(also known as: discrediting, smear tactics, appeal to ethos [form of])
Description: To commit a preemptive ad hominem (abusive) attack against an opponent. That is, to prime the audience with adverse information about the opponent from the start, in an attempt to make your claim more acceptable or discount the credibility of your opponent’s claim.
Adverse information (be it true or false) about person 1 is presented.
Therefore, the claim(s) of person 1 will be false.
Tim: Boss, you heard my side of the story why I think Bill should be fired and not me. Now, I am sure Bill is going to come to you with some pathetic attempt to weasel out of this lie that he has created.
Explanation: Tim is poisoning the well by priming his boss by attacking Bill’s character, and setting up any defense Bill might present as “pathetic”. Tim is using this fallacious tactic here, but if the boss were to accept Tim’s advice about Bill, she would be committing the fallacy.
I hope I presented my argument clearly. Now, my opponent will attempt to refute my argument by his own fallacious, incoherent, illogical version of history.
Explanation: Not a very nice setup for the opponent. As an audience member, if you allow any of this “poison” to affect how you evaluate the opponent’s argument, you are guilty of fallacious reasoning.
Exception: Remember that if a person states facts relevant to the argument, it is not an ad hominem (abusive) attack. In the first example, if the other “poison” were left out, no fallacy would be committed.

▶ STUDY QUESTIONS:
1 > Copy word for word the part of the passage on poisoning the well starting with "Therefore, the claim(s)" and going on through "version of history.".
2 > Resume the passage on the poisoning-the-well fallacy, picking up right after its final sentence.

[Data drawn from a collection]
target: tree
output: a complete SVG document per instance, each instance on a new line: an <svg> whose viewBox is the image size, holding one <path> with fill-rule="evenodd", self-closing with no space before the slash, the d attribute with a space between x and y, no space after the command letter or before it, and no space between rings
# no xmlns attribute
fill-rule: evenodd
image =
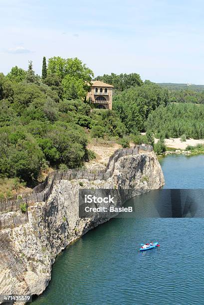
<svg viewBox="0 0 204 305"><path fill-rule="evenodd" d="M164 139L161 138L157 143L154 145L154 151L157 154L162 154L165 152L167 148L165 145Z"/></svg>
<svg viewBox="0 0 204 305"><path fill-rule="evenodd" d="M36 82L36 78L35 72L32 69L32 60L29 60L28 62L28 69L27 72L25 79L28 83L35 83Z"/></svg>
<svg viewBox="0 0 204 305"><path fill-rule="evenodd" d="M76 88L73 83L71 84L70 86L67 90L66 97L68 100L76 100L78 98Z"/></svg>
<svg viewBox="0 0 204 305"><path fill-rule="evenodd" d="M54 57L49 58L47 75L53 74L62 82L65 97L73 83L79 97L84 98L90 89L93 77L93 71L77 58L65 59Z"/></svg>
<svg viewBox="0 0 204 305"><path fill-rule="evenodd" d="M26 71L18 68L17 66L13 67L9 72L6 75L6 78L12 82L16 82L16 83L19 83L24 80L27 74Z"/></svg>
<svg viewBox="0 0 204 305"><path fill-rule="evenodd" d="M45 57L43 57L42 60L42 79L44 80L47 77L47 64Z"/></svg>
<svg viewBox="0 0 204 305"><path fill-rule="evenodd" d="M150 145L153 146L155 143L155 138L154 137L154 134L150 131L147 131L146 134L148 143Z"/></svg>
...
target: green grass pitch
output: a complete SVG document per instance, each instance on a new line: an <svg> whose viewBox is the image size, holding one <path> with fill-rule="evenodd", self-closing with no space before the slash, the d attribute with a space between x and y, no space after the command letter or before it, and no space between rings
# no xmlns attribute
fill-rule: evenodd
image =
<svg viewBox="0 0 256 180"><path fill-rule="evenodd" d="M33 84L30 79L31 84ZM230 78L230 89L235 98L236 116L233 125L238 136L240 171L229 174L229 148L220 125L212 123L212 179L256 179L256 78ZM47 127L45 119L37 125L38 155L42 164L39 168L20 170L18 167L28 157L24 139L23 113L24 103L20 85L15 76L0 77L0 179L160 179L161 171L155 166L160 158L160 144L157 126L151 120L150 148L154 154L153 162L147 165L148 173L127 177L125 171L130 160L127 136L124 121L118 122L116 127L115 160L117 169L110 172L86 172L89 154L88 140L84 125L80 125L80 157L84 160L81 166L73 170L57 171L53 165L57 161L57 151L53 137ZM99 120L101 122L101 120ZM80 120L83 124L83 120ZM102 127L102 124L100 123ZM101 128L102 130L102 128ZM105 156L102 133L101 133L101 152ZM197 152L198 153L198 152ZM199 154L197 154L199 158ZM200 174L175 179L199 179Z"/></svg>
--
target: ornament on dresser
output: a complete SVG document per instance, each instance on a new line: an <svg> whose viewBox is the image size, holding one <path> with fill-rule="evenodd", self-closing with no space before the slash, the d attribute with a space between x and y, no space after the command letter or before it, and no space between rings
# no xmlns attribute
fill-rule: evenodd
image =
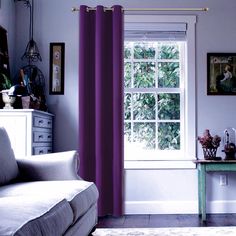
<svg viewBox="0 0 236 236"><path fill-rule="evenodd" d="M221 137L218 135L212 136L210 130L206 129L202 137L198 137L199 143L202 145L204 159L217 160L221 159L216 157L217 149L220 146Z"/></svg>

▶ ANSWERS BY ITEM NUMBER:
1 >
Therefore, the claim(s) of person 1 will be false.
Tim: Boss, you heard my side of the story why I think Bill should be fired and not me. Now, I am sure Bill is going to come to you with some pathetic attempt to weasel out of this lie that he has created.
Explanation: Tim is poisoning the well by priming his boss by attacking Bill’s character, and setting up any defense Bill might present as “pathetic”. Tim is using this fallacious tactic here, but if the boss were to accept Tim’s advice about Bill, she would be committing the fallacy.
I hope I presented my argument clearly. Now, my opponent will attempt to refute my argument by his own fallacious, incoherent, illogical version of history.

2 >
Tim: Boss, you heard my side of the story why I think Bill should be fired and not me. Now, I am sure Bill is going to come to you with his side of the story, but please keep in mind that we have two witnesses to the event who both agree that Bill was the one who told the client that she had ugly children.
Variation: The appeal to ethos involves rejection of an argument based on a character attack of the person making the argument.
Gertie: Tony says that the movie starts at 8:00 tonight.
Jane: Well, Tony is misogynist pig!
Gertie: Hmm, we better double check that time then.
Fun Fact: To understand how powerful priming the audience with adverse information can be, consider the Rosenhan experiment where eight mentally healthy students and researchers briefly feigned auditory hallucinations in order to get admitted to psychiatric hospitals. After admission, they said they were no longer having hallucinations and acted normally. One of the patients, who was also a student, was taking notes for the experiment which was interpreted as pathological “writing behavior” by one of the hospital staff.
Walton, D. (1998). Ad Hominem Arguments. University of Alabama Press.